Task statement: Without including any images, set down the records below exactly.

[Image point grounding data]

────────────────────

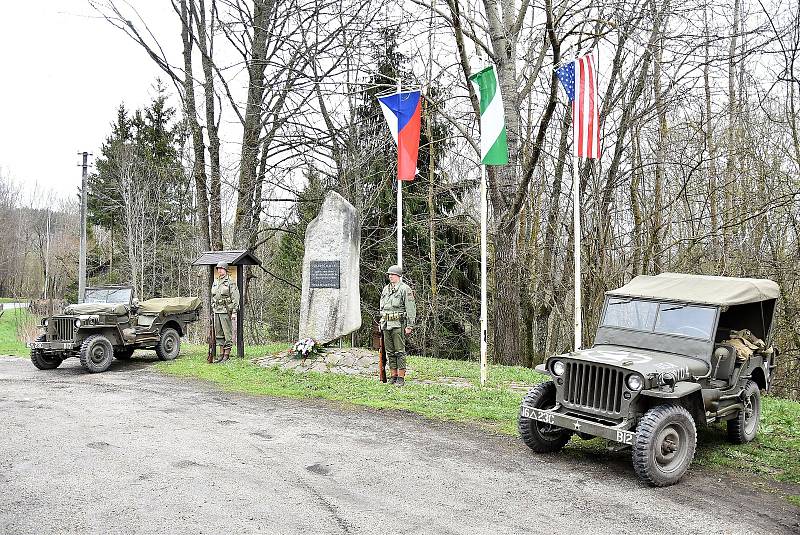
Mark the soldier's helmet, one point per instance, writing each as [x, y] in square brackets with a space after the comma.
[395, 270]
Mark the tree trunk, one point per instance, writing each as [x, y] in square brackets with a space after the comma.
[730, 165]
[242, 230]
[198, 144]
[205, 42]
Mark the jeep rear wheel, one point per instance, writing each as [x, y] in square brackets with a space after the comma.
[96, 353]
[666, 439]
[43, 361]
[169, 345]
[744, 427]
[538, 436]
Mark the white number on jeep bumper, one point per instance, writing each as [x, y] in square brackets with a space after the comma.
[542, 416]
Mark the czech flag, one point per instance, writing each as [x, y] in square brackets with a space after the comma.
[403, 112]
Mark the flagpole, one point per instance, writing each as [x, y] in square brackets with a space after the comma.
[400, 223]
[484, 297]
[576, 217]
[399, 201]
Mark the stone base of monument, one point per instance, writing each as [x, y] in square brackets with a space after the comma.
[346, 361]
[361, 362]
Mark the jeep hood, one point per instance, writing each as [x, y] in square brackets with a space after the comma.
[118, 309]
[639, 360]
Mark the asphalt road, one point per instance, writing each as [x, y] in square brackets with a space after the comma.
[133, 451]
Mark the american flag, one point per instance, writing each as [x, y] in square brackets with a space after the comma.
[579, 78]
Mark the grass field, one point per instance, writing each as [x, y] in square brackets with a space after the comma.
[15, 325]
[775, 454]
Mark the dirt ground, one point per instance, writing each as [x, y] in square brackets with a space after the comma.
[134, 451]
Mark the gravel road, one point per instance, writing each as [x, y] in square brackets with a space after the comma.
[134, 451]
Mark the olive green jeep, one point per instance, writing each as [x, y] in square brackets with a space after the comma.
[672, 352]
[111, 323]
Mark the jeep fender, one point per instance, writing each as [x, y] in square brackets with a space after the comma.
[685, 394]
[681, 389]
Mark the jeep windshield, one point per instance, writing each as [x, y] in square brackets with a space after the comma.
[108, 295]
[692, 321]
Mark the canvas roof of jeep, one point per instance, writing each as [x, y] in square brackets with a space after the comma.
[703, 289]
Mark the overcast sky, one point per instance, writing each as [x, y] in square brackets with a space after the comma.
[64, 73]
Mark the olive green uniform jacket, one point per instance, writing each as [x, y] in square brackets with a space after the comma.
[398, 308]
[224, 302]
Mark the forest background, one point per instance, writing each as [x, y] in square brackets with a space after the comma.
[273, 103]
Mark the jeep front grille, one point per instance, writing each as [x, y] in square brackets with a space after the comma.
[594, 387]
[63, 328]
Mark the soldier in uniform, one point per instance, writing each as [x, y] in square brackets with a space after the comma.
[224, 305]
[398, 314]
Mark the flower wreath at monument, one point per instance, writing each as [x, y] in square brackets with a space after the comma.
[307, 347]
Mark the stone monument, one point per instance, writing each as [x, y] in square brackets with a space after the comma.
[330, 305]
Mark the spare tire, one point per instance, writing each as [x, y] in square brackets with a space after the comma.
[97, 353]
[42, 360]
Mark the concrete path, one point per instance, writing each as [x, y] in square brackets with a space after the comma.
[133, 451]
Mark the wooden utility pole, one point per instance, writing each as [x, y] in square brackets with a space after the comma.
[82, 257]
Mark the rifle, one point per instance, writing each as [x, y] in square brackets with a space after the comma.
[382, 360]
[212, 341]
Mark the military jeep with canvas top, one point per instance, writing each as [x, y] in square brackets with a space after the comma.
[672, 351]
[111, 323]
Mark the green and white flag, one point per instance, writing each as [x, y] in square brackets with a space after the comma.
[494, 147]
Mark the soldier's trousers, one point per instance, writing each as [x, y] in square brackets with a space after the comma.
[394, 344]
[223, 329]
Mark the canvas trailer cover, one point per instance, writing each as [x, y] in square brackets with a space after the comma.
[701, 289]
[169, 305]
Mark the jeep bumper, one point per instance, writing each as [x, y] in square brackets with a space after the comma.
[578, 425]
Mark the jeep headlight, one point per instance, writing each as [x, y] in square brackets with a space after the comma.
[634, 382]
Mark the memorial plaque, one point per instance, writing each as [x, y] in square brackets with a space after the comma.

────────────────────

Response to the exercise:
Mark the soldier's helmet, one point per instance, writing each as [x, y] in square brackets with a space after the comma.
[395, 270]
Mark the tree trunk, one point per instance, writing each as [x, y] in square brackets with a space after the comma.
[730, 165]
[242, 230]
[198, 144]
[205, 42]
Mark the jeep rear wheel, one point per instance, writing each as [x, y] in square brackets with a space after the comma.
[96, 353]
[666, 439]
[43, 361]
[169, 345]
[744, 427]
[538, 436]
Mark the white number on jeep bumper, one point per instance, writing each as [x, y] in square brackets with a space after the comma.
[542, 416]
Mark the czech flag, one point per instance, writing each as [x, y] in square brackets with a space after the comma.
[403, 112]
Mark the flagpole, one point per instance, writing each as [x, y] in square brackets with a space after the comma.
[400, 223]
[484, 297]
[576, 217]
[399, 201]
Mark the stone base of monument, one point per instance, writing each as [x, y] in square brackets with a space after the comma.
[346, 361]
[361, 362]
Mark the jeep hood, one point per instance, writing each as [x, y] in square brackets with a space after the comma.
[118, 309]
[639, 360]
Mark the asphalt road, one point per instance, writing each as [x, y] in square brackets with a space after the comma.
[133, 451]
Mark the american flag, one point per instance, writing each as [x, y] in square brackets with a space after the comma.
[579, 78]
Mark the grass field, one point per instance, writing each as [x, y] in square brackets with a space after the comma.
[15, 325]
[775, 454]
Mark the dirt ground, one point per instance, writing each as [x, y] in square brackets with a space after the comma.
[134, 451]
Mark the gravel road, one point per instance, writing each as [x, y] in square brackets with a space after the comma.
[134, 451]
Mark the olive green jeep, one point per instance, writing each as [x, y] in square brackets with a space after the comma.
[672, 352]
[111, 323]
Mark the jeep fender, one point per instance, writing each as [x, y] in square brackets with a space after the comma.
[685, 394]
[681, 389]
Mark the jeep windshield, one point per instance, writing each as [x, y] in square brackets with a space after the comma.
[108, 295]
[692, 321]
Mark the canvas roof of jeep, one point per instance, writing each as [x, y] in square brackets with a space after the comma.
[703, 289]
Mark the overcast sky, one point per instance, writing each as [x, y] in square brackets with a space after the comma.
[64, 73]
Mark the olive green uniform jacket, one point per instance, writing each as [x, y] in square brackets with a space after the comma.
[398, 308]
[224, 302]
Mark the forest background, one point per instance, writing each as [x, y] in square brackets with a space after the comma.
[273, 103]
Mark the jeep front grille, one point per instance, writing each as [x, y] in square brackets with a space after the comma.
[594, 387]
[63, 328]
Mark the soldier in uniform, one point per instance, writing each as [x, y] in square brackets with a space after the comma.
[224, 305]
[398, 314]
Mark the flower wreath at monument, one point per instance, writing each as [x, y] in square brackets with a space after the comma.
[307, 347]
Mark the stone monument, one point per instance, writing each as [x, y] in square brackets with a space after the comma.
[330, 305]
Mark the spare tire, one point per instance, writing each as [x, y] in square brackets with a space after the comma.
[97, 353]
[42, 360]
Mark the concrete path, one point per instance, writing each as [x, y] in square brackets with a space after the comma.
[133, 451]
Mark the wooden utility pole, one point per instance, writing each as [x, y] in square brackets with a space after the comma.
[82, 257]
Mark the rifle, one point per instance, writing each as [x, y] in square brackets with a space after the comma.
[382, 360]
[212, 341]
Mark the military jeep with canvas top, one point per instance, writing each as [x, y] in square brackets with a space after the comma.
[672, 351]
[111, 323]
Mark the green and white flag, one point per instance, writing each as [x, y] in square brackets with a space after the comma.
[494, 147]
Mark the soldier's trousers, one point per instance, writing each as [x, y] in square brackets with a space after the comma.
[394, 344]
[223, 329]
Mark the canvas trailer cover, one point per instance, writing each as [x, y] in square brackets with a space after the comma.
[701, 289]
[169, 305]
Mark the jeep bumper, one point per instance, writing each as [x, y] in square brackets with a space after the comma.
[578, 425]
Mark the jeep headlight, one point per instance, writing each as [x, y] in square brackets with a space after the comma.
[634, 382]
Mark the memorial plaque, one point per instance, writing each as [x, y] in square brackets with a space after the comma.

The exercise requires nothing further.